> _Supplied information_:
****

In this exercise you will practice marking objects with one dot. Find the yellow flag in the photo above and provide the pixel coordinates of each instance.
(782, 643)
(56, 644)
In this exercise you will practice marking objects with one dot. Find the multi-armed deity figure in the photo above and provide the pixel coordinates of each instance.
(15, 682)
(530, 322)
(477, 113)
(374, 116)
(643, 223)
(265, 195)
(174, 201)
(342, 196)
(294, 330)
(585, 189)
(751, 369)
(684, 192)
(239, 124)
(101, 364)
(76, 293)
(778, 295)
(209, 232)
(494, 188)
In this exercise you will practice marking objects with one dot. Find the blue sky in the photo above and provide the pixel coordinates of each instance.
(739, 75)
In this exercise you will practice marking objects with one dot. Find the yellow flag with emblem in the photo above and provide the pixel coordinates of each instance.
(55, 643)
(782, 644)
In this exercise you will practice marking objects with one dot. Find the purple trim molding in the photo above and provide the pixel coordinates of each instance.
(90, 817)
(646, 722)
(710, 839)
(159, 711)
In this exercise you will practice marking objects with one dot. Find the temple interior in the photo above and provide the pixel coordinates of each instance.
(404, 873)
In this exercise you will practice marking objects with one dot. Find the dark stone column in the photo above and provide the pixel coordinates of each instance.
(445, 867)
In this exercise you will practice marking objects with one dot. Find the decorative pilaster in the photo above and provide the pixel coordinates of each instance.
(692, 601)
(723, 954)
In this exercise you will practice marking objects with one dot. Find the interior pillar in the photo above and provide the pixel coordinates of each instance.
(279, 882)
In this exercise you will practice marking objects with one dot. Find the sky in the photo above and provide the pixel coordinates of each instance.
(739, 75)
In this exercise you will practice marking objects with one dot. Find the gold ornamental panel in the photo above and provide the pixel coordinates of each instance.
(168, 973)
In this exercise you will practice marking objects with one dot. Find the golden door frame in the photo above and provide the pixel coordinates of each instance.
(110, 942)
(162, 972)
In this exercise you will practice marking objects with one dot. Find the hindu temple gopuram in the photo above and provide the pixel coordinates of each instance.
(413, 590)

****

> _Directions for this task_: Output only the lines from the one containing "the gold ornamental" through the end of the material, please, exactly as they appear.

> _Exercise result_:
In this exercise you will practice marking objects with one dot. Find the gold ornamental panel in the photo above and provide the pixel coordinates of each instance.
(168, 973)
In this exercise you will practice marking objects with one dot. Find the golden door frame in the photo above and provide the pixel coordinates of each instance.
(110, 942)
(162, 972)
In this exercise you will practice marking objects with one dot. Find the hindu temple gopuram in the photo above and provide the pixel coordinates of each instance.
(413, 590)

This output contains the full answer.